## What you need to do
Please tally the lines of the records that contain "order" and send back only the total.

## Collected data entries
BEGIN

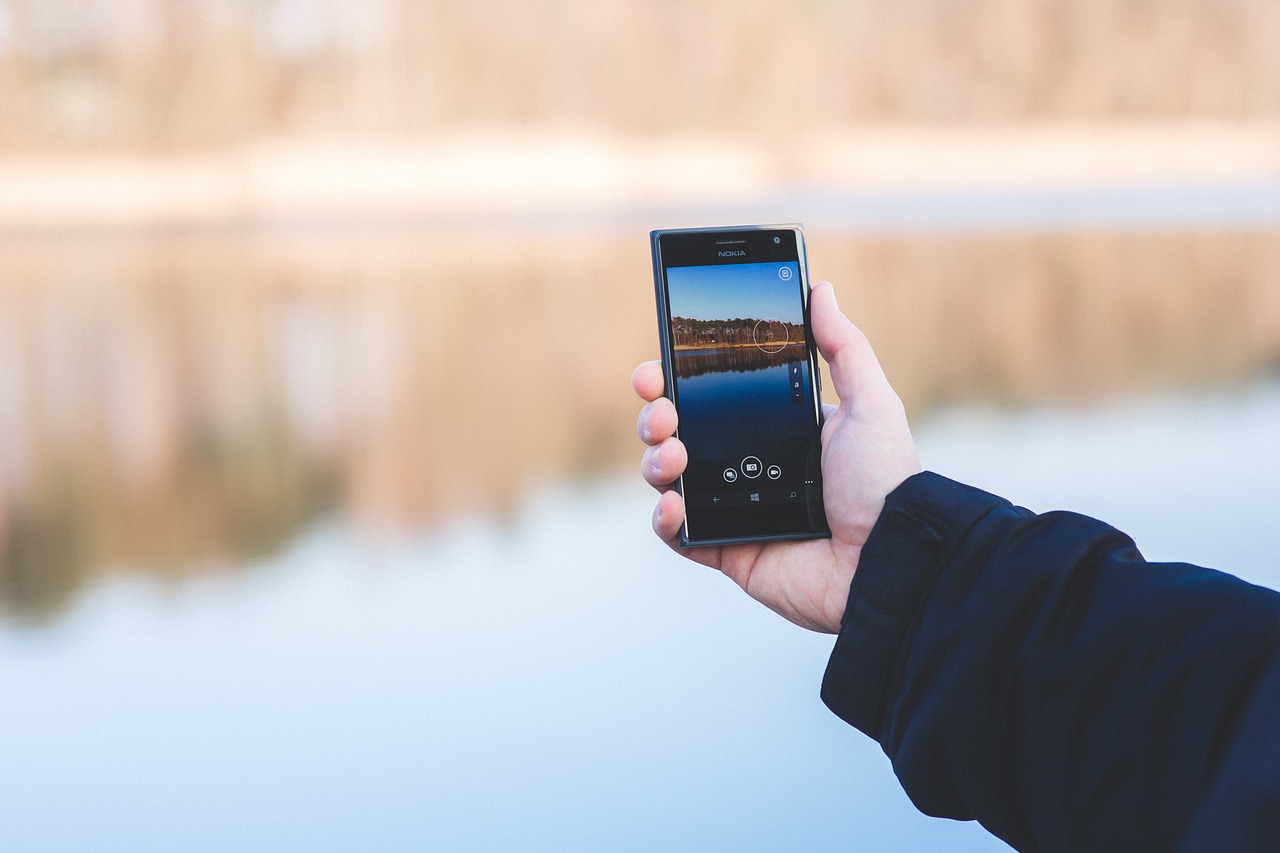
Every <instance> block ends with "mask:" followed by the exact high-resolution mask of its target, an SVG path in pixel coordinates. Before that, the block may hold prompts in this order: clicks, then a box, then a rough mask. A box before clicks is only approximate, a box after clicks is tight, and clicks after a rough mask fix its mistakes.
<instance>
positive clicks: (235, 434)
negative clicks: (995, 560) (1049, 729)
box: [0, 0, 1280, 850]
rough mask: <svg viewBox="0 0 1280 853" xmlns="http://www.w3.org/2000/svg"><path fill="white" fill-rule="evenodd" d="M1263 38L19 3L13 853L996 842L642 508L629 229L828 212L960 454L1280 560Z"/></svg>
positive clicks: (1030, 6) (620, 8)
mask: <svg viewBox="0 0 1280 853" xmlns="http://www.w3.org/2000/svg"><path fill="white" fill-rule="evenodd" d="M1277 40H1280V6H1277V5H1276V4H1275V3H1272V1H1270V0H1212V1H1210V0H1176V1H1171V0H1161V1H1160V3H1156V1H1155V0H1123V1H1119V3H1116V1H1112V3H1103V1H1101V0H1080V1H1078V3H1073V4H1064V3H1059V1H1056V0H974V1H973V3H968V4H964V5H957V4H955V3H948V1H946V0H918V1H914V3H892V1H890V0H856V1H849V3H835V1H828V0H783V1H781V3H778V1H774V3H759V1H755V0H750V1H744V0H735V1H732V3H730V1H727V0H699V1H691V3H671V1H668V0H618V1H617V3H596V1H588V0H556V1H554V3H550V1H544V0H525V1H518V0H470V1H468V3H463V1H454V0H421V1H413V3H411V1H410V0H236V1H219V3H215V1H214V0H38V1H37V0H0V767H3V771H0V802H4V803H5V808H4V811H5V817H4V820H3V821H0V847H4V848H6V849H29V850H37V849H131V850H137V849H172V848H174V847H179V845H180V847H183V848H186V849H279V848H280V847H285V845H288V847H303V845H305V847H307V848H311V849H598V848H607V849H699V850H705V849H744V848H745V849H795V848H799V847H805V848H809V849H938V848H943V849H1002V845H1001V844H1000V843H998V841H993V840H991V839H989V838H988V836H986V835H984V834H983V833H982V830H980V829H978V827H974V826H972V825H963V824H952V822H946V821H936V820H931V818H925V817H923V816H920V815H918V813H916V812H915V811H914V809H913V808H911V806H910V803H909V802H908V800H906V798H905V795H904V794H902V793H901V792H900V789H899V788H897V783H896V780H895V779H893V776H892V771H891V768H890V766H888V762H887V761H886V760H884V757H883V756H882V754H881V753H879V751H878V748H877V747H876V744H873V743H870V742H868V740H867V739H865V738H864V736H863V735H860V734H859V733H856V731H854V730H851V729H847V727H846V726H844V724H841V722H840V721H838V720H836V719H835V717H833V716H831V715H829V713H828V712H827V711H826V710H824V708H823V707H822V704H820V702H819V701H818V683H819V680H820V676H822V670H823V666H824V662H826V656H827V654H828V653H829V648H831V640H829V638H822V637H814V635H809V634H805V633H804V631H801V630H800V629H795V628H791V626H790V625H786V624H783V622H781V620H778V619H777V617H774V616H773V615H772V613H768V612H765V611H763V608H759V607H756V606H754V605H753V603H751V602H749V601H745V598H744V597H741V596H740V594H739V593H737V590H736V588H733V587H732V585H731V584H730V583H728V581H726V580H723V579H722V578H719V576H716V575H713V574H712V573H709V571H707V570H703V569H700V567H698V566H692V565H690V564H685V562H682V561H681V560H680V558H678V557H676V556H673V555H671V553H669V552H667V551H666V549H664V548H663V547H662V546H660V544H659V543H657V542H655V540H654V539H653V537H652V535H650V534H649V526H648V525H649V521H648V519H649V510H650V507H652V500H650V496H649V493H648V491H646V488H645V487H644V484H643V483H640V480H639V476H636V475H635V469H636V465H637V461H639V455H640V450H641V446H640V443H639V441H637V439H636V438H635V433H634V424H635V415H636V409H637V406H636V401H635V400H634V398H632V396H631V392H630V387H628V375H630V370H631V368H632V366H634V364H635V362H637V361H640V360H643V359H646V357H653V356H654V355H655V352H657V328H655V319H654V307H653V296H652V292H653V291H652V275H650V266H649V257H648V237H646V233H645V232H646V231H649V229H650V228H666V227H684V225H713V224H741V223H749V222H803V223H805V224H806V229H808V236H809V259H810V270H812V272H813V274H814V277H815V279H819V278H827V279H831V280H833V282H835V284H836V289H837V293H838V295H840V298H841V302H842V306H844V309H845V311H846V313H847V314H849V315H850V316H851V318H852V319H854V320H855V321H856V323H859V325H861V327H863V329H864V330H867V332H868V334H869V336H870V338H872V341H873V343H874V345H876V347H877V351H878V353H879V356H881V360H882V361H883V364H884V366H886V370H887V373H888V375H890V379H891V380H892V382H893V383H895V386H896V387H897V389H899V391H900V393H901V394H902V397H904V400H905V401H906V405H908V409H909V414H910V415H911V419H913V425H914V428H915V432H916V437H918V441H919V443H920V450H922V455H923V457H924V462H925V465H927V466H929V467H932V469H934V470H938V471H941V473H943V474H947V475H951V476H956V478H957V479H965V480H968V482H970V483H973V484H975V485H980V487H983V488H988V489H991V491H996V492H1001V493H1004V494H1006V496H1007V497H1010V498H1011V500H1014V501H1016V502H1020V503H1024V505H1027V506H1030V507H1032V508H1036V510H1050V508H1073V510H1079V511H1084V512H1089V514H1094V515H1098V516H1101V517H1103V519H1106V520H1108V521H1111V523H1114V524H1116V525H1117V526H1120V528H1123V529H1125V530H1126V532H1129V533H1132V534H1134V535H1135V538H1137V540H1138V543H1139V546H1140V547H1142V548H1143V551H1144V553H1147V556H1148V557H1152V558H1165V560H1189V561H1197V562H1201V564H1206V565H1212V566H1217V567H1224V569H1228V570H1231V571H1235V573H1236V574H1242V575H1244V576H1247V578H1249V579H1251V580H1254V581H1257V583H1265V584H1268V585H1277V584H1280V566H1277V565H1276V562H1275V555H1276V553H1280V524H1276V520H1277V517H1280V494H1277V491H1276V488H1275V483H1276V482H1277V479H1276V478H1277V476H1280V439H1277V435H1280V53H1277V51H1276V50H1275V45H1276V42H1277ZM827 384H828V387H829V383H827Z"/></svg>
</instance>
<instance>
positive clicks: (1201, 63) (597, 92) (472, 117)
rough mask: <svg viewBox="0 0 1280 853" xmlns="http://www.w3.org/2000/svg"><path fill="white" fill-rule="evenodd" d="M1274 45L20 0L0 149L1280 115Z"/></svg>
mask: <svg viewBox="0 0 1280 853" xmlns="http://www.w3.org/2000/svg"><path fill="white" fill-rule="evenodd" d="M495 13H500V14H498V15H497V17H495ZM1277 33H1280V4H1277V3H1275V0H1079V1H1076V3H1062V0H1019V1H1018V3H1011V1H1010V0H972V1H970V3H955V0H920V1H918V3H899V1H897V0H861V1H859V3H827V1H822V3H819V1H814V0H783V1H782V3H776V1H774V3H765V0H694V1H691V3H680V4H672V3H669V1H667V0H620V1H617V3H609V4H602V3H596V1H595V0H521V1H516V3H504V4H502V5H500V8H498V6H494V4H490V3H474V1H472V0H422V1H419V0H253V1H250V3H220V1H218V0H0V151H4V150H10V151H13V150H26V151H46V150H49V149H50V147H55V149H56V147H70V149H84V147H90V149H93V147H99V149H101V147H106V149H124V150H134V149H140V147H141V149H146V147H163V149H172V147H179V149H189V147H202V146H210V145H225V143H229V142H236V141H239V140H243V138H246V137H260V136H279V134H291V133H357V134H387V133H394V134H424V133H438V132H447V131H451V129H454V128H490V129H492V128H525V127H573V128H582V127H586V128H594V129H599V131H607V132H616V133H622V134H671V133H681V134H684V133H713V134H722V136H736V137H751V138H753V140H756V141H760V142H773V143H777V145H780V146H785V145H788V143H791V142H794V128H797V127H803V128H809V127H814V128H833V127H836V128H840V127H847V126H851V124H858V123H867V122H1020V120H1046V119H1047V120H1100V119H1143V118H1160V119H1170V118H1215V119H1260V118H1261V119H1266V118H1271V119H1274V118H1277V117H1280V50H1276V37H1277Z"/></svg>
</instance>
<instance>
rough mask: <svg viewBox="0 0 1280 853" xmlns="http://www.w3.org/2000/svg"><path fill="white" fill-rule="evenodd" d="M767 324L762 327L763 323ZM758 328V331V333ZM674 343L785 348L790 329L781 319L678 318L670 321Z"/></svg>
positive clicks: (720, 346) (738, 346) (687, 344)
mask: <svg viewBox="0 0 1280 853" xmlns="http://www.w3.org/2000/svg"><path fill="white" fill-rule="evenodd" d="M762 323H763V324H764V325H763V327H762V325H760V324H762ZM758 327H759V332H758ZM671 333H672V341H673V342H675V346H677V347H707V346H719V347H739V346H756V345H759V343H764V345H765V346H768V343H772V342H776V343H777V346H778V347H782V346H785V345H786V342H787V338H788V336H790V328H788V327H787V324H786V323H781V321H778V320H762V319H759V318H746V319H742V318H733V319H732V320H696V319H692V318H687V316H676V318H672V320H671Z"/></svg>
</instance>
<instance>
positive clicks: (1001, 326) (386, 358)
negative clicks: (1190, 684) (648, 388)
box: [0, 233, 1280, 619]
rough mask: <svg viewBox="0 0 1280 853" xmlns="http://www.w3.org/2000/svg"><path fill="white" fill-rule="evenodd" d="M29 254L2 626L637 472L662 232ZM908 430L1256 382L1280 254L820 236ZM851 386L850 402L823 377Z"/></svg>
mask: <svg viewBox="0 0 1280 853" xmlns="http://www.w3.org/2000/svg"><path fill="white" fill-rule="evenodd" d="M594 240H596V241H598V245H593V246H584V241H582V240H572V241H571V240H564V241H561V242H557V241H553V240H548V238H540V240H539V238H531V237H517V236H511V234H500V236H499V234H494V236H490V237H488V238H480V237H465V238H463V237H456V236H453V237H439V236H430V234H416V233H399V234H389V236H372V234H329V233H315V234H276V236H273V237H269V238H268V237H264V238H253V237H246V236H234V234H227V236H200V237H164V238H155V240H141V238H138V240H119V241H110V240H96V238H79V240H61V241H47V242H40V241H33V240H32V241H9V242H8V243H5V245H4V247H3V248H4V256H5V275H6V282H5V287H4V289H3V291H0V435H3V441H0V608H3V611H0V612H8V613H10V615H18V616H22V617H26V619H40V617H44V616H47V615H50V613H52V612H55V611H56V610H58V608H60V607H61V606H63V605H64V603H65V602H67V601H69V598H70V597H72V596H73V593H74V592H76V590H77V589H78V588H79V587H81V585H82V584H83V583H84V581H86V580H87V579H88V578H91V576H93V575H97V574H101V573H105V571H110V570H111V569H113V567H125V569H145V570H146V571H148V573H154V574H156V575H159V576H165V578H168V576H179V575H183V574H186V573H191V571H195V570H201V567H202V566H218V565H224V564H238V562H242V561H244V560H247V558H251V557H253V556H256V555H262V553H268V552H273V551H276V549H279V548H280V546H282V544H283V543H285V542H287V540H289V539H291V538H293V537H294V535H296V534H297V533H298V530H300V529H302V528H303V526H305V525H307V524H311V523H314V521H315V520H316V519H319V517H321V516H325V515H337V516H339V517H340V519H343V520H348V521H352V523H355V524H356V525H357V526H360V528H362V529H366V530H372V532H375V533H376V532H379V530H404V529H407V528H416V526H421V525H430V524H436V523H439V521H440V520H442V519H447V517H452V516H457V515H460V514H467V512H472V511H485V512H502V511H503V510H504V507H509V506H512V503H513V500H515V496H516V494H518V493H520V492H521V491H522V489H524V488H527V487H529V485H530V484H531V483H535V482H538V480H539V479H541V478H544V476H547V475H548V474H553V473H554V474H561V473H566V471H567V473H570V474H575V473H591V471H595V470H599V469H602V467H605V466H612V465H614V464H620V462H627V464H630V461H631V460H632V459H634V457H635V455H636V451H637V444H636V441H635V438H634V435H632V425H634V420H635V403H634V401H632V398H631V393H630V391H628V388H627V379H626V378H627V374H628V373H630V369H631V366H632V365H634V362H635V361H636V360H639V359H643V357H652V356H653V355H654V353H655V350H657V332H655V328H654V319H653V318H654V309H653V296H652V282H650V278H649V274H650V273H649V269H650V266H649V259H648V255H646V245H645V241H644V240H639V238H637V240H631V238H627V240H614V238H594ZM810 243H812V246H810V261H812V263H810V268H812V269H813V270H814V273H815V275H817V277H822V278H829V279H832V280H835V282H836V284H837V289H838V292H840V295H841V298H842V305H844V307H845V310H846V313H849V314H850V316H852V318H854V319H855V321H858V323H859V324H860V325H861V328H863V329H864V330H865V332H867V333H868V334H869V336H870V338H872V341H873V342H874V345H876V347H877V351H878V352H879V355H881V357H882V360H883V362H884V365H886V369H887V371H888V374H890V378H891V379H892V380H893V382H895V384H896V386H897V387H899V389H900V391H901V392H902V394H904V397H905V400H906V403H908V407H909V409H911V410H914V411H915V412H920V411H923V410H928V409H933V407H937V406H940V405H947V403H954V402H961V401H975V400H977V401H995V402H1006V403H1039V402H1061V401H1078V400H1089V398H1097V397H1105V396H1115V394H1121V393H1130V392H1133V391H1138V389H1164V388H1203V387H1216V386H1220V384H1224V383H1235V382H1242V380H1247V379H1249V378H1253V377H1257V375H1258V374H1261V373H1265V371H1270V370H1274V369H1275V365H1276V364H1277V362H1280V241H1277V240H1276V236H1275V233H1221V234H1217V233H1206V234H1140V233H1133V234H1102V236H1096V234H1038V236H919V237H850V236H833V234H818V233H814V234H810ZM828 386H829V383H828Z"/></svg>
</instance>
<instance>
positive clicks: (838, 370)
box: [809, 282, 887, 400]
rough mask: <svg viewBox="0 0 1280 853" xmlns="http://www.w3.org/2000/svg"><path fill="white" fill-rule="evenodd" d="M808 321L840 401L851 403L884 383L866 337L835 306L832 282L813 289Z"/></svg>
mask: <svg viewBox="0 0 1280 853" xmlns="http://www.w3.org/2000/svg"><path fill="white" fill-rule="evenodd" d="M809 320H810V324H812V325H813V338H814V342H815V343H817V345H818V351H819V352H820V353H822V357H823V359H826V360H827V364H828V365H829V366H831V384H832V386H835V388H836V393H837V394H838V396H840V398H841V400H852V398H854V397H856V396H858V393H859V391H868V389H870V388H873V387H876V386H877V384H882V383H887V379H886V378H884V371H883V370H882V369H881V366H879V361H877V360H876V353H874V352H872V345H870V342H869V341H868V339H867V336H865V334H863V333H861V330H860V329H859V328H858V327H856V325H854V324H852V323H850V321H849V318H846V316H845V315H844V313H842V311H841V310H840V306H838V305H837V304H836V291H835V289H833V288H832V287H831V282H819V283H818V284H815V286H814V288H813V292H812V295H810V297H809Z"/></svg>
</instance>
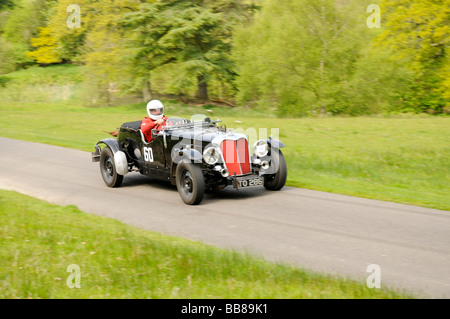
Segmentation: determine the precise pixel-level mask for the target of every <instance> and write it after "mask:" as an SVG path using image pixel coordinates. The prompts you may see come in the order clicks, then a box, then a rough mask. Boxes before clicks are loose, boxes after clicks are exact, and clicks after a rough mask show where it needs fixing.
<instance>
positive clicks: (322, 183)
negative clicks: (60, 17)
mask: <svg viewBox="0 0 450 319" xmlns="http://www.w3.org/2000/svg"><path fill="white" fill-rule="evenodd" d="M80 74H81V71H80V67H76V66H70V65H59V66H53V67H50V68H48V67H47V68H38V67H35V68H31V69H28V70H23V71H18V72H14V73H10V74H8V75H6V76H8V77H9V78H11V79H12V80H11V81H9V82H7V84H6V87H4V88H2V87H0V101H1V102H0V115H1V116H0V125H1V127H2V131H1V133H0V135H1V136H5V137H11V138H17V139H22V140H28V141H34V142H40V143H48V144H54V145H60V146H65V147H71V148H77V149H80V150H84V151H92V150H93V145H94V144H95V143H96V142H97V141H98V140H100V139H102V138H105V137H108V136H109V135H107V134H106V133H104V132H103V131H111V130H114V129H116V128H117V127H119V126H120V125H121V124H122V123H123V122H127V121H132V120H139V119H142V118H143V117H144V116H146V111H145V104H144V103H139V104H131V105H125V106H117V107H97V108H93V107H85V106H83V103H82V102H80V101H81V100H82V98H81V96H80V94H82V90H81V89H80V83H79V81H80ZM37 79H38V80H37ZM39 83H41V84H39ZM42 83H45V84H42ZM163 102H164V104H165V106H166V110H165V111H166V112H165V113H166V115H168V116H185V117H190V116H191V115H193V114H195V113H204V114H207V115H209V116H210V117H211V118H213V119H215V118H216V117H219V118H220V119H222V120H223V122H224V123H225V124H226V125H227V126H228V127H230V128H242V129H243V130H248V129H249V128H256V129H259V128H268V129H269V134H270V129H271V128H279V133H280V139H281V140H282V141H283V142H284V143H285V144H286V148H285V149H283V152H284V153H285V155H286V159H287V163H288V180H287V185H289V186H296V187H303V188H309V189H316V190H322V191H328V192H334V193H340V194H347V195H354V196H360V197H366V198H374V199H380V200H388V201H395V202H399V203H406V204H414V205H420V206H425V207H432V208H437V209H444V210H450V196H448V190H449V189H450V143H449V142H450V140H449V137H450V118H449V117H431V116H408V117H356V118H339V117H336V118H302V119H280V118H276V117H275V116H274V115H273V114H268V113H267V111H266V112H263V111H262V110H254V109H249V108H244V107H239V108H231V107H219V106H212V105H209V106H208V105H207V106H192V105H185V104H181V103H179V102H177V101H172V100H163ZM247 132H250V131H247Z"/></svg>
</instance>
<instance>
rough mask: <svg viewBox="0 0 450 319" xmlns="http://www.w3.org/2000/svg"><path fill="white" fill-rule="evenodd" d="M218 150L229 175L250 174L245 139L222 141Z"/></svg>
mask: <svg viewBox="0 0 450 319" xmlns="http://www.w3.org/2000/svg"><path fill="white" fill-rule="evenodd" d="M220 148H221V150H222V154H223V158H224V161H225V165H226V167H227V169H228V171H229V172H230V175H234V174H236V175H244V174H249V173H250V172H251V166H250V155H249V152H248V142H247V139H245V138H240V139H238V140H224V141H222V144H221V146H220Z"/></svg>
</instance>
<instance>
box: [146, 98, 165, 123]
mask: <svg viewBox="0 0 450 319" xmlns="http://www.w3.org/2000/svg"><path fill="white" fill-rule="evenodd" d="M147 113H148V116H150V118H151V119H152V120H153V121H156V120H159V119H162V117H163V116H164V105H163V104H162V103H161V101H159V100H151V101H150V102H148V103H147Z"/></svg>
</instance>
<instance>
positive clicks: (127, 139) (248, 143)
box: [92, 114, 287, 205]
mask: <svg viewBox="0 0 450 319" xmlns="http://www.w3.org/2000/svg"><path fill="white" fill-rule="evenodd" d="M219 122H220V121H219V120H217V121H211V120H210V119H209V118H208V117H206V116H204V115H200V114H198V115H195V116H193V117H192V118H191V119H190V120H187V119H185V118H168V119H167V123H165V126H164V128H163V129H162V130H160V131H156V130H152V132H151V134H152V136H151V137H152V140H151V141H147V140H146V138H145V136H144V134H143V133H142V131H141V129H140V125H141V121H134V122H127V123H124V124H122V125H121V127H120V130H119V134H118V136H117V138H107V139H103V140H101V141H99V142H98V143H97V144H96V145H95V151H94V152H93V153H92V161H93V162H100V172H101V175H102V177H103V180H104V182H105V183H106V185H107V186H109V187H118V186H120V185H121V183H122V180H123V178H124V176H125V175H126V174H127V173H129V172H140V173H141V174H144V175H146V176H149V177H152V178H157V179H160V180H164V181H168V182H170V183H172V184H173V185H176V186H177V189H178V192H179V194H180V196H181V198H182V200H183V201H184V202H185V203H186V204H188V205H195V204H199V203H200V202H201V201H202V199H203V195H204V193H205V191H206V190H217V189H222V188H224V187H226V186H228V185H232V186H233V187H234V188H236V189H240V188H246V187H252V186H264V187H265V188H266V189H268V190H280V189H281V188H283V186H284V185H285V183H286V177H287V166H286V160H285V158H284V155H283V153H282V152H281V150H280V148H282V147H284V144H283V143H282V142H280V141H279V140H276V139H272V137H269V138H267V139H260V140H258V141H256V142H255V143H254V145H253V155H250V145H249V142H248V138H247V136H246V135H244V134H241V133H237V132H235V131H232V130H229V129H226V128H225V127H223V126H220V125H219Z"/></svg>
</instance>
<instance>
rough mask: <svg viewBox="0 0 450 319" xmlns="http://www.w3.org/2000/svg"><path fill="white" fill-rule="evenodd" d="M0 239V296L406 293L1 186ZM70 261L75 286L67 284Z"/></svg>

END

## Your response
2